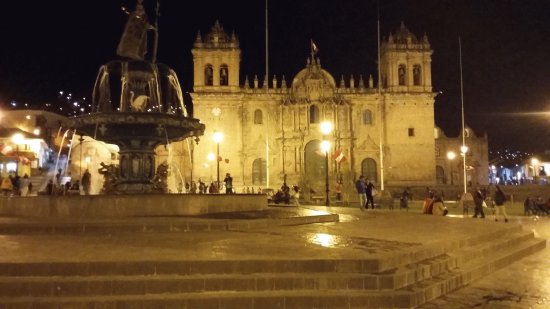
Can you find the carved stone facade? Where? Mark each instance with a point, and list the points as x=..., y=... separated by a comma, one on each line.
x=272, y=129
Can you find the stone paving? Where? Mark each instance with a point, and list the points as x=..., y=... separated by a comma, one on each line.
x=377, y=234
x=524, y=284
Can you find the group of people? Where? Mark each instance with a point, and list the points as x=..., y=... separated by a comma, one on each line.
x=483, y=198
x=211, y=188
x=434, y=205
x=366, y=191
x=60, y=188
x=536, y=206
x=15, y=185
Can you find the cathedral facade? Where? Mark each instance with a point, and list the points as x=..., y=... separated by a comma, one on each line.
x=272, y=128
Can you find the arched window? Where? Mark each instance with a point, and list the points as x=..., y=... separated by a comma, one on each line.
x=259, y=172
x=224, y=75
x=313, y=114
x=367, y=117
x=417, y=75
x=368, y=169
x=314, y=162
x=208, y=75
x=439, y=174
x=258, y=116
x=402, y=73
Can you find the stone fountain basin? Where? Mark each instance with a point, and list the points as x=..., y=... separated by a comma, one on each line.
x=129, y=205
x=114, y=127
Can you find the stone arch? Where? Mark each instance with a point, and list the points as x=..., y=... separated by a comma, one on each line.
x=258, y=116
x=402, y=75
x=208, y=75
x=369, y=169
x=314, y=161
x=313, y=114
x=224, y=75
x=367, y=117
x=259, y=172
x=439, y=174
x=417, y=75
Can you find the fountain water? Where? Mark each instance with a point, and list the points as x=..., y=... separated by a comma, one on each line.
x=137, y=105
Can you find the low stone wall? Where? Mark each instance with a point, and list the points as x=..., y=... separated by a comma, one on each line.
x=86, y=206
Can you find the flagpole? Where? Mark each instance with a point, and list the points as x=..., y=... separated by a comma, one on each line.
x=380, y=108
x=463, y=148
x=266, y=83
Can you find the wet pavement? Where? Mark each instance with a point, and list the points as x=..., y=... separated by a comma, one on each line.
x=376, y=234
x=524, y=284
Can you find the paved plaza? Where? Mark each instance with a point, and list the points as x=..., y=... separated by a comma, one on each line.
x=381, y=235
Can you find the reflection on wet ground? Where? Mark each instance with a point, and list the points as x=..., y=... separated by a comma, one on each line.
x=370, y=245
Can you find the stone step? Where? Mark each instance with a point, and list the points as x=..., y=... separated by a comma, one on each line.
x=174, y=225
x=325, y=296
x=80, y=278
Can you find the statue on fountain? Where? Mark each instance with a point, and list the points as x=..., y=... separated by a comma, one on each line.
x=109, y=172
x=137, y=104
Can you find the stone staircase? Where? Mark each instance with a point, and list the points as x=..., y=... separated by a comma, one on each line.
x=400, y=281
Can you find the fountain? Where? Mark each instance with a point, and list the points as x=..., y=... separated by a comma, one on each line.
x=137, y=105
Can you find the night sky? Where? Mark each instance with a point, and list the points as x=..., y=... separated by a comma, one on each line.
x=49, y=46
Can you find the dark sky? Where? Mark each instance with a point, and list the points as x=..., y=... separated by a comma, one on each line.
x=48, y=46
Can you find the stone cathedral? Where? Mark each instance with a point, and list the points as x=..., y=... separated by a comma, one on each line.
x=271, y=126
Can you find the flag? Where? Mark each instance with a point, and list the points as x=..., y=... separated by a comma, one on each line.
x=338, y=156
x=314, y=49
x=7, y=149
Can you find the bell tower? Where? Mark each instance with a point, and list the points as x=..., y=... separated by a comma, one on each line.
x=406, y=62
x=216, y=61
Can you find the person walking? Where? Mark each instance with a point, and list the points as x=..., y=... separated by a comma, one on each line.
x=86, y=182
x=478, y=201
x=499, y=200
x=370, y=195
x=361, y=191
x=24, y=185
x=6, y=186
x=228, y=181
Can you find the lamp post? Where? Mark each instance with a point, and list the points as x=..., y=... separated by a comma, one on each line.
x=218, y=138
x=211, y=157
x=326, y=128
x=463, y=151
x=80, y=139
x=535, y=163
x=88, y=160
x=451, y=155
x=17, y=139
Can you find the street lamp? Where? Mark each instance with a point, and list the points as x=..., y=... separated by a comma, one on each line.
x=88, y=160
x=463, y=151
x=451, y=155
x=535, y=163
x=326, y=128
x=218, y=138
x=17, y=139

====

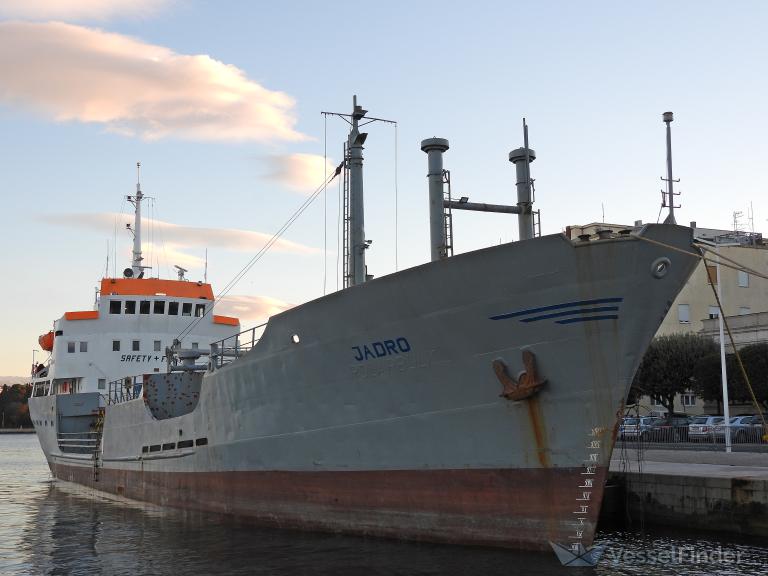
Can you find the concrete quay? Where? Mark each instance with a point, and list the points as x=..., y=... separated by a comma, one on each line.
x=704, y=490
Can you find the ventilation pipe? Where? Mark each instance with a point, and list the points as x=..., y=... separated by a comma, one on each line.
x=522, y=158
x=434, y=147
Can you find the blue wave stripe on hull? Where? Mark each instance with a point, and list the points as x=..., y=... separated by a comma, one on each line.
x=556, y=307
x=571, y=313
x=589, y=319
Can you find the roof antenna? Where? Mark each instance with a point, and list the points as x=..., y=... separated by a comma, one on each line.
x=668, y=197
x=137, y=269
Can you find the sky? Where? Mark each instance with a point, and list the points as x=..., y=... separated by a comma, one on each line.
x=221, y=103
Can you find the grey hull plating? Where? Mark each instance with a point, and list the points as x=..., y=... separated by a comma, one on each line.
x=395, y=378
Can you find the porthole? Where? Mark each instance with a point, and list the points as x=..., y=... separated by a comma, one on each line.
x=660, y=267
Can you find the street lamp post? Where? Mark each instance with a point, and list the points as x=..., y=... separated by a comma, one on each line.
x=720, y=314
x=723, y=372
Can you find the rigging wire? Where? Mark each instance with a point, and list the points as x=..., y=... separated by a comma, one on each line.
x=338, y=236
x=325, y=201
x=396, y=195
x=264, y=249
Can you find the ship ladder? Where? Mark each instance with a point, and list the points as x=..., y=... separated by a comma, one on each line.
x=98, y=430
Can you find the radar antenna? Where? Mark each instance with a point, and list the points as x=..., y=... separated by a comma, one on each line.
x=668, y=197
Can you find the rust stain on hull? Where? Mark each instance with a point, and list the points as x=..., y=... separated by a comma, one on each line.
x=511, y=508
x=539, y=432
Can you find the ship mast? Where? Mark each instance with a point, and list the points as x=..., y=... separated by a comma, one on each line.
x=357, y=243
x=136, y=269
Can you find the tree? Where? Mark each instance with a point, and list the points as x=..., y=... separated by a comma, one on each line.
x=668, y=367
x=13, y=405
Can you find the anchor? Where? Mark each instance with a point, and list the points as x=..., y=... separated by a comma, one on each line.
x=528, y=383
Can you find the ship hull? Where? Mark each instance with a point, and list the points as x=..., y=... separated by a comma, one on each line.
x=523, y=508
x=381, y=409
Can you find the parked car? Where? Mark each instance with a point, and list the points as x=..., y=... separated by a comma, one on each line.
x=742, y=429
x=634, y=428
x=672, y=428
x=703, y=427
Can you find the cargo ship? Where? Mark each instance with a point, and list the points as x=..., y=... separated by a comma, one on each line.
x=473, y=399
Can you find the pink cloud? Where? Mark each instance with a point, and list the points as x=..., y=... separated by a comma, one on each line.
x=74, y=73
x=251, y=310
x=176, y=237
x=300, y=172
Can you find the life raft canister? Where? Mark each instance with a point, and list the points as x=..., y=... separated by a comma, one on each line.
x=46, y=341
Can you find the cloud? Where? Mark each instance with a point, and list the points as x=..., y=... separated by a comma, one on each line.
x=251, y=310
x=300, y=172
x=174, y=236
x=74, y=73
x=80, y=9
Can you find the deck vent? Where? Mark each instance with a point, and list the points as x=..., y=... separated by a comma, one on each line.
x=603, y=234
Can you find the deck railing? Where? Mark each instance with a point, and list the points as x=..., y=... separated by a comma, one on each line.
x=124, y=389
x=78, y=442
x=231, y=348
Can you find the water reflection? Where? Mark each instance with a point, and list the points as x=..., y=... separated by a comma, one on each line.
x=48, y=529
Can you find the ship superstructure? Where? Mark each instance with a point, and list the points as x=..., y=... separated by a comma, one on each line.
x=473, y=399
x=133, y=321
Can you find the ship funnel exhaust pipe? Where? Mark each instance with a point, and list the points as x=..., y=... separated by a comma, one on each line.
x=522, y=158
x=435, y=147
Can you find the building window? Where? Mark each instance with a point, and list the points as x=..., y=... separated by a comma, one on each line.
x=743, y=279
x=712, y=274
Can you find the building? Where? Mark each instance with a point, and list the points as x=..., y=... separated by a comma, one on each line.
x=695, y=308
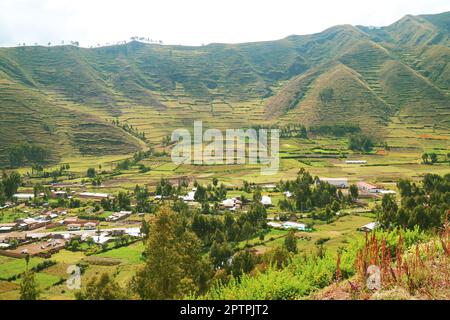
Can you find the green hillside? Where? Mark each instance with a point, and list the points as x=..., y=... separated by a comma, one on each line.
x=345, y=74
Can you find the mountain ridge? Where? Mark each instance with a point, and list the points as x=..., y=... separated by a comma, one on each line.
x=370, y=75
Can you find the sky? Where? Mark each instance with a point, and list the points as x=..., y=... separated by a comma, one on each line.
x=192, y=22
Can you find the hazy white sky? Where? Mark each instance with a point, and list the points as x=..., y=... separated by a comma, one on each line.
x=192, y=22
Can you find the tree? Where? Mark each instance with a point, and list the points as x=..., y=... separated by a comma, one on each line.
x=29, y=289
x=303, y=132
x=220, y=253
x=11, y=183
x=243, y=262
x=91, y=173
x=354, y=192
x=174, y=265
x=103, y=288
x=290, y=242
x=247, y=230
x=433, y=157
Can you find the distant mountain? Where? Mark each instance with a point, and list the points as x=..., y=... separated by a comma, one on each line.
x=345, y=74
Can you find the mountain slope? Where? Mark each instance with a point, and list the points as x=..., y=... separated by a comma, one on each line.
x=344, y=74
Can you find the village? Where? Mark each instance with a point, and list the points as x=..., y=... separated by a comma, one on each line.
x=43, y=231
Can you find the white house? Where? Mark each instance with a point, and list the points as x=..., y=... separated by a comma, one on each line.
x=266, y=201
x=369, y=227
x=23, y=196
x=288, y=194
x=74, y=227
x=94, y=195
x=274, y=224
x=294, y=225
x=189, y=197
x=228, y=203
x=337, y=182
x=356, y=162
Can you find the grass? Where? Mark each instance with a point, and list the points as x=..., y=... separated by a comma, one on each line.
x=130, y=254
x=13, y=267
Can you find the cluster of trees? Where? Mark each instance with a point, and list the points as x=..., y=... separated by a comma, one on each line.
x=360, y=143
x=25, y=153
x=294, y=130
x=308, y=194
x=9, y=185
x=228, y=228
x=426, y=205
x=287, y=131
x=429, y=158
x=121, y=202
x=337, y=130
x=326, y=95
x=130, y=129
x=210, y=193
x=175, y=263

====

[Goal] Update the part that opens with the line containing "Can you find the grass?" and closes with the line containing "x=175, y=263" by replacing "cluster of trees" with "group of trees", leaving everything else unchanged, and return only those lines.

[Exercise response]
Can you find the grass? Where? Mark each instance with a point, and list the points as x=..., y=... separated by a comma, one on each line.
x=130, y=254
x=13, y=267
Can you find the group of trees? Where? Mark each instance with a point, and list the points as x=..., y=... separated by a comma, one on each line.
x=360, y=143
x=25, y=153
x=294, y=130
x=308, y=194
x=9, y=185
x=228, y=228
x=426, y=205
x=287, y=131
x=429, y=158
x=121, y=202
x=337, y=130
x=326, y=95
x=130, y=129
x=210, y=193
x=175, y=263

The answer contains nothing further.